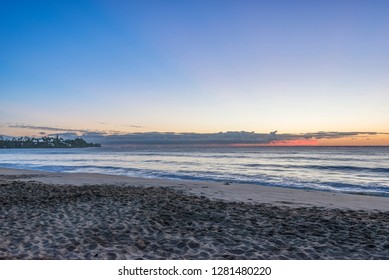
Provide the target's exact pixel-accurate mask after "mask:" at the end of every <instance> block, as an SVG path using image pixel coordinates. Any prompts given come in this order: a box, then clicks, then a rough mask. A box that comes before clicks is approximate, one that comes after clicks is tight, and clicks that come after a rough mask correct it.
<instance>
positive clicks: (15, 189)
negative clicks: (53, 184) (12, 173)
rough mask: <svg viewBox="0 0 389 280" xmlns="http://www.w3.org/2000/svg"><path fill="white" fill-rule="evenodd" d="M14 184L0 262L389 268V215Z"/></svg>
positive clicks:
- - - - -
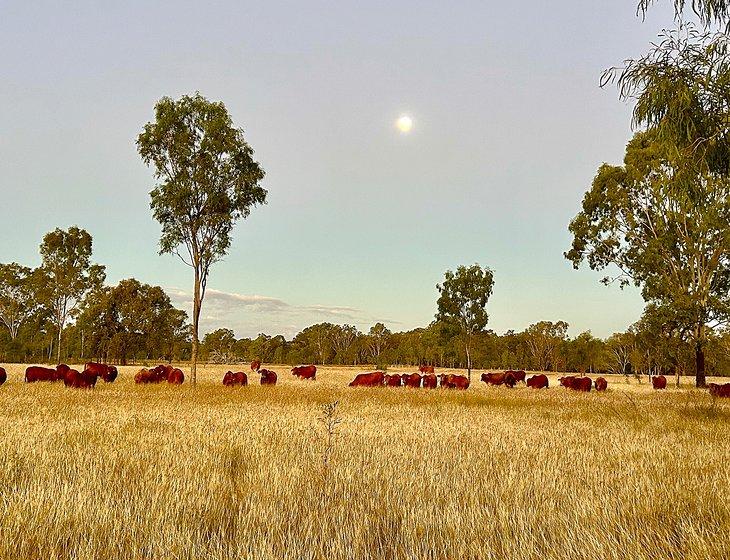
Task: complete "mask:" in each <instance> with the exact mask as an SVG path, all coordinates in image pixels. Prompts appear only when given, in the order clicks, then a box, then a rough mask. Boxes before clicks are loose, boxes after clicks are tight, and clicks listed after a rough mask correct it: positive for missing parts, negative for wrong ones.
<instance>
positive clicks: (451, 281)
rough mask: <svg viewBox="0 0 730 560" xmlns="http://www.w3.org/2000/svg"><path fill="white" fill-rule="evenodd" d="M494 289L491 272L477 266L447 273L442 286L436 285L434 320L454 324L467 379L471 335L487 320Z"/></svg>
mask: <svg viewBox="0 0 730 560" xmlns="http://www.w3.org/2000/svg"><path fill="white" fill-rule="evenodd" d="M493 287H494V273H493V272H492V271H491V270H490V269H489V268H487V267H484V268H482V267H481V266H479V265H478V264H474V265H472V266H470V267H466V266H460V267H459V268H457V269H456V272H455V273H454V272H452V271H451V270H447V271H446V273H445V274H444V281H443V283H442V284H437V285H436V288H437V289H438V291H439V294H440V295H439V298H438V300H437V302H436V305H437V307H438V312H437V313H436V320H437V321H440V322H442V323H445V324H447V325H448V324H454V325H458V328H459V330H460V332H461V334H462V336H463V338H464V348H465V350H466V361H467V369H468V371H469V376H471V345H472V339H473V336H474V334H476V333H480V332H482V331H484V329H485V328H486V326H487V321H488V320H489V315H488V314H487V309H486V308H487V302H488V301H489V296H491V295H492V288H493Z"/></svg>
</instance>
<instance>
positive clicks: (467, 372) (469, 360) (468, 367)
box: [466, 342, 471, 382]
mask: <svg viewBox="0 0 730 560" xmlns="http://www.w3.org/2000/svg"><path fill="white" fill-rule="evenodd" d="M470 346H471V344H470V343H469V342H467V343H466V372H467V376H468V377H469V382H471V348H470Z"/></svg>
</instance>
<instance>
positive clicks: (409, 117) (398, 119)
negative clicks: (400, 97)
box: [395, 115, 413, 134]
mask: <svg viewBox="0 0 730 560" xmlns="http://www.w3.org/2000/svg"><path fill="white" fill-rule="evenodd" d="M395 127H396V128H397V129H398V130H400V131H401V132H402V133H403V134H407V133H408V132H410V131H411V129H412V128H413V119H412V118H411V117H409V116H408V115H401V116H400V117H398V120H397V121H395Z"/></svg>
- - - - -
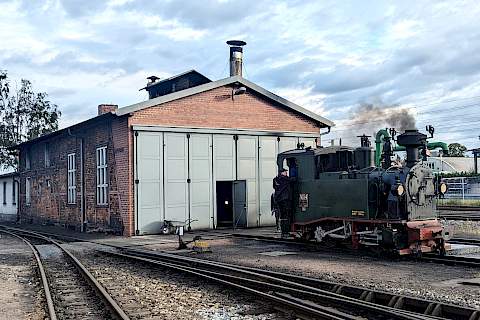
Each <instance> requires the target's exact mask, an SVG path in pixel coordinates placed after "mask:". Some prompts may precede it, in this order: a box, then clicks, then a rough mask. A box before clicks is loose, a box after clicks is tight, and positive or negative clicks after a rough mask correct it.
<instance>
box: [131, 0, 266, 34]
- - - - -
**Task instructions:**
Within the material above, find the lines that contain the word "then"; copy them.

**Output:**
Provide the target's exact pixel-accurate mask after "mask:" at the end of every <instance> block, as an SVG path using image pixel coordinates. Any prompts given come in this order: a box, then clicks, then a rough mask. A box that comes before clicks is approximate, one that comes after clicks is tight, and clicks that come after a rough mask correct it.
Task: complete "mask:" in each <instance> with the exact mask as an SVG path, all coordinates in image pixels. Prompts appear only when given, in the order clicks, then a box, then a rough mask. Boxes before clicks are loose, boxes after clicks are tight, and clicks listed after a rough mask correct it: positive for missing parts, negative for wrong ones.
Each <instance> requires the target's exact mask, an SVG path in pixel coordinates placed after "mask:". Some prompts may precede it, in this order: a box, then clicks, then a rough mask. A box before clicks is loose, a box after clicks is tight, and positive or negative clicks after a rough mask correct it.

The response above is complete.